» Requirement
According to the abstract on the evolutionary determinants of cancer, what is the lifetime risk of cancer now in Western societies?
*** Source passage ***
Evolutionary Determinants of Cancer

Mel Greaves: Evolutionary Determinants of Cancer

Published OnlineFirst July 20, 2015; DOI: 10.1158/2159-8290.CD-15-0439


Our understanding of cancer is being transformed by exploring clonal diversity,
drug resistance, and causation within an evolutionary framework. The therapeutic
resilience of advanced cancer is a consequence of its character as a complex, dynamic, and adaptive
ecosystem engendering robustness, underpinned by genetic diversity and epigenetic plasticity. The
risk of mutation-driven escape by self-renewing cells is intrinsic to multicellularity but is countered by
multiple restraints, facilitating increasing complexity and longevity of species. But our own species has
disrupted this historical narrative by rapidly escalating intrinsic risk. Evolutionary principles illuminate
these challenges and provide new avenues to explore for more effective control.
Significance: Lifetime risk of cancer now approximates to 50% in Western societies. And, despite many
advances, the outcome for patients with disseminated disease remains poor, with drug resistance the
norm. An evolutionary perspective may provide a clearer understanding of how cancer clones develop
robustness and why, for us as a species, risk is now off the scale. And, perhaps, of what we might best
do to achieve more effective control. Cancer Discov; 5(8); 1–15. © 2015 AACR.
*** Provided material ***
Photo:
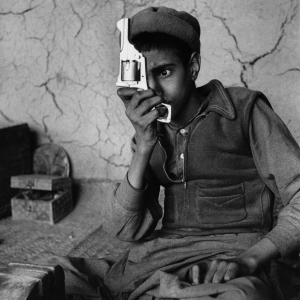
***
» Completed task
It now approximates to 50%.